*** Opening EXCERPT TO READ ***

Often the future isn’t so much about the new technologies that inaugurate its arrival as it is about the shift in attitudes that allowed everything to happen in the first place.

After all, even the best-engineered product will meet a swift end in a brutal market place that is as much about perception as anything else.

In particular, when it comes to medicine, the idea that you can get the same quality care through a different, non-traditional means is one that is having a hard time catching on among patients.

But the COVID-19 pandemic and the subsequent lockdown that it has caused might just usher in the paradigm shift that eHealth and telemedicine need to take center stage and finally displace the traditional route.

At least that is what some analysts are predicting given initial changes in consumer behavior.

Some evidence for this is already being seen on the ground in New York City. One of the hardest-hit areas during the pandemic, the residents of NYC have not shied away from trying new ways to get their medications and health checkups in the era of social distancing and quarantine. Politico credits the explosion in the use of eHealth and telemedicine services to the Trump administration’s relaxation on what agencies can receive Medicare payments as well as other restrictions and privacy regulations.

Many analysts are saying that this isn’t just a temporary move, either, but a complete consumer shift away from going to health centers in-person

In addition to receiving disease testing kits for use at home, condoms, and birth control, among other things, New Yorkers are being encouraged to use telemedicine where applicable for regularly scheduled appointments and checkups. Experts predict that consumers will start to embrace technologies such as automated health units, automated temperature kiosks, and other streamlined health technology without hesitation. The automated temperature kiosks, in particular, present the travel industry and healthcare with a unique way to monitor incoming patient temperatures in a contactless manner.

*** Closing EXCERPT TO READ ***
*** Opening INFORMATION GIVEN ***

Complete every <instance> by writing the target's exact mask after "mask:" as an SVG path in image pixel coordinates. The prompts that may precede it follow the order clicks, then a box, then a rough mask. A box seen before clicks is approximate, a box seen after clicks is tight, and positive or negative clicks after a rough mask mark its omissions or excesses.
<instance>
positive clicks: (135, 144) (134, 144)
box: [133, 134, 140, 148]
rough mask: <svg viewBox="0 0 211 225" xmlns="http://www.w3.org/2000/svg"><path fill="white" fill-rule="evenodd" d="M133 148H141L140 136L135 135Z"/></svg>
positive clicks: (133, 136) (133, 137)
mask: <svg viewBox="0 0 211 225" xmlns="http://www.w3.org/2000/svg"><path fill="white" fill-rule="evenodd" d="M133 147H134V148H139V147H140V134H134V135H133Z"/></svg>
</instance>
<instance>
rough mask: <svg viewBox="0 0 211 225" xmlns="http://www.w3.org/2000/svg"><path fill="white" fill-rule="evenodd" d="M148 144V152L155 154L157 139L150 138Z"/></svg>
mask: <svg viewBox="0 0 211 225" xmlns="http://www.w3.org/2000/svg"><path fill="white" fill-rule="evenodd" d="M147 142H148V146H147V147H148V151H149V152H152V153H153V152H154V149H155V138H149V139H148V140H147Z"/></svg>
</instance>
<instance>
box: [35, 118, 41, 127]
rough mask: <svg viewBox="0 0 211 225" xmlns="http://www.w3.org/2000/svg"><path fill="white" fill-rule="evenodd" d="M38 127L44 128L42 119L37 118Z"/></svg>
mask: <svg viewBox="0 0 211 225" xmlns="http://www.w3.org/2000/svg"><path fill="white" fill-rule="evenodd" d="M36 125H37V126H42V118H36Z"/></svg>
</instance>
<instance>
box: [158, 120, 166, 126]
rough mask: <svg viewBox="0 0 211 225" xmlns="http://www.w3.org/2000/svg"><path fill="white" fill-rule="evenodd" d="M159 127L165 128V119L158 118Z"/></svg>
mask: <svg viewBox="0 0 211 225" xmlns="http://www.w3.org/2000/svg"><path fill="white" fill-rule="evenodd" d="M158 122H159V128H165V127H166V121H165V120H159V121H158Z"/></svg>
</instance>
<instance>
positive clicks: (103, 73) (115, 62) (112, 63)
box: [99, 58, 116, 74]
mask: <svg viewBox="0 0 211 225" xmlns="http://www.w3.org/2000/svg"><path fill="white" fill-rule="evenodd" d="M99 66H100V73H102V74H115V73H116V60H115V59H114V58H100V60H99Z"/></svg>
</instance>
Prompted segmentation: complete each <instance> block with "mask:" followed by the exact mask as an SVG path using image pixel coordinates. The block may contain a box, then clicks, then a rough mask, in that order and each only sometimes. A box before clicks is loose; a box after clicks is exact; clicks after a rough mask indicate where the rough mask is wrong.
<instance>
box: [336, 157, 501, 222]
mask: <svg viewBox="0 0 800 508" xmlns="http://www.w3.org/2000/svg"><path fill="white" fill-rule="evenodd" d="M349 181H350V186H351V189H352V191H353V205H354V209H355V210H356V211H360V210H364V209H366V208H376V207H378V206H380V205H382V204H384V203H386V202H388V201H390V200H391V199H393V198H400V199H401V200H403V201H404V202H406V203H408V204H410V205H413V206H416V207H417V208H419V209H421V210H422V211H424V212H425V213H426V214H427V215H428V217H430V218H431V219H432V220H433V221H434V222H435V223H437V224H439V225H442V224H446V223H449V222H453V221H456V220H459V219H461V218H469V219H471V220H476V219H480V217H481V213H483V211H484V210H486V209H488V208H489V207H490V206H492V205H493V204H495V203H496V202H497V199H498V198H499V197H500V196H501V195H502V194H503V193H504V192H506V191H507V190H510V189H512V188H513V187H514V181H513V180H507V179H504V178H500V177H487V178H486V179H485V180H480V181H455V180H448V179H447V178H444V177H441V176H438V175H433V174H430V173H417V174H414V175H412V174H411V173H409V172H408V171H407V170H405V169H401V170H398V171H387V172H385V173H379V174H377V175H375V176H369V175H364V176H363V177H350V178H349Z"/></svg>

*** Closing INFORMATION GIVEN ***

▶ [WORK ORDER A]
Answer these questions from the telemedicine article, one answer per line:
(i) Which city does the telemedicine article give as on-the-ground evidence of the shift?
(ii) To what does Politico credit the explosion in the use of eHealth and telemedicine services?
(iii) What do the automated temperature kiosks offer the travel industry and healthcare?
▶ [WORK ORDER B] Write the next part of the telemedicine article, picking up after its final sentence.
The dataset entries are separate material and have no connection to the telemedicine article.

▶ [TASK OUTPUT A]
(i) New York City.
(ii) Politico credits it to the Trump administration's relaxation on what agencies can receive Medicare payments, as well as other restrictions and privacy regulations.
(iii) They offer a unique way to monitor incoming patient temperatures in a contactless manner.

▶ [TASK OUTPUT B]
Politico quotes Centers for Medicare & Medicaid Services head Seema Verma who says of the change in patient attitudes, “It seems like it would be not a great thing for our beneficiaries to force them to go back to having in-person visits.”

Currently, the agency is working on modifications to the regulations that would hold back the expansion of eHealth services in an effort to collaborate with both facilities and consumer-needs to achieve a workable future.

Some critics are pointing out that all of this is a bit premature and might even be based upon incorrect notions of what the future of health should be. But proponents of these shifts in the healthcare industry point to the need to build resilience against future pandemics, not simply deal with the current outbreak at hand.

Constructing this infrastructure now will prepare healthcare systems in the future, as well as public and private institutions, for pandemics that force quarantines and lockdowns that are perhaps less economically devastating and total.